▶ [Records for processing]:
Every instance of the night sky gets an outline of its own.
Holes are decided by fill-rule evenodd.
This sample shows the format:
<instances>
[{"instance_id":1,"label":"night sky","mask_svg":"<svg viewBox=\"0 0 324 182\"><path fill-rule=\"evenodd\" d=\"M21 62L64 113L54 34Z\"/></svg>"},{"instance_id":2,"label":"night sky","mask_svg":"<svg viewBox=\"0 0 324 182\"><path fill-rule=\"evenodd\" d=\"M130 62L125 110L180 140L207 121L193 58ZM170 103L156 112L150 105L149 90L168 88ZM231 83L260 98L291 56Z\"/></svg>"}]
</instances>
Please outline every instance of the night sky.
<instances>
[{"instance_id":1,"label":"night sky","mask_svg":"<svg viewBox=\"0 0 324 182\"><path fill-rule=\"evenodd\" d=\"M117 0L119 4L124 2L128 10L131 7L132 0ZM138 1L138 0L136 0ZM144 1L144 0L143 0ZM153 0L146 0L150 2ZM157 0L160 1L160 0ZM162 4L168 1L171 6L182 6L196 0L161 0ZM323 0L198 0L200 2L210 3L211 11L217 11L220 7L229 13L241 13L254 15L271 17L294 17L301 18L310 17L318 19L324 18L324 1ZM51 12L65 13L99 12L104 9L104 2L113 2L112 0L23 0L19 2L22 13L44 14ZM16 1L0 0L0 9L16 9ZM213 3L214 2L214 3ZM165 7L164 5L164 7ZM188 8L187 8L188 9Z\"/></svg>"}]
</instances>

▶ [Work to be completed]: Rewrite all of the data above as a numbered list, one line per item, and leave out any blank lines.

▶ [Worked answer]:
1. Every instance of the night sky gets an outline of its own.
2. Holes are decided by fill-rule evenodd.
3. This sample shows the format:
4. <instances>
5. [{"instance_id":1,"label":"night sky","mask_svg":"<svg viewBox=\"0 0 324 182\"><path fill-rule=\"evenodd\" d=\"M21 62L64 113L54 34Z\"/></svg>"},{"instance_id":2,"label":"night sky","mask_svg":"<svg viewBox=\"0 0 324 182\"><path fill-rule=\"evenodd\" d=\"M130 62L125 110L180 140L207 121L193 58ZM170 103L156 112L150 105L149 90L168 88ZM231 83L260 98L291 56Z\"/></svg>"}]
6. </instances>
7. Please outline every instance of the night sky.
8. <instances>
9. [{"instance_id":1,"label":"night sky","mask_svg":"<svg viewBox=\"0 0 324 182\"><path fill-rule=\"evenodd\" d=\"M117 0L119 4L124 2L128 10L131 7L132 0ZM138 1L138 0L136 0ZM144 1L144 0L143 0ZM153 0L146 0L150 2ZM157 0L160 1L160 0ZM162 4L168 1L171 6L182 6L196 0L161 0ZM323 0L198 0L200 2L210 3L211 11L217 11L220 7L229 13L241 13L254 15L271 17L294 17L301 18L310 17L318 19L324 18L324 1ZM51 12L65 13L99 12L104 9L104 2L113 2L112 0L23 0L19 2L22 13L44 14ZM16 1L0 0L0 9L16 9ZM213 3L214 2L214 3ZM165 7L164 5L164 7ZM188 8L187 8L188 9Z\"/></svg>"}]
10. </instances>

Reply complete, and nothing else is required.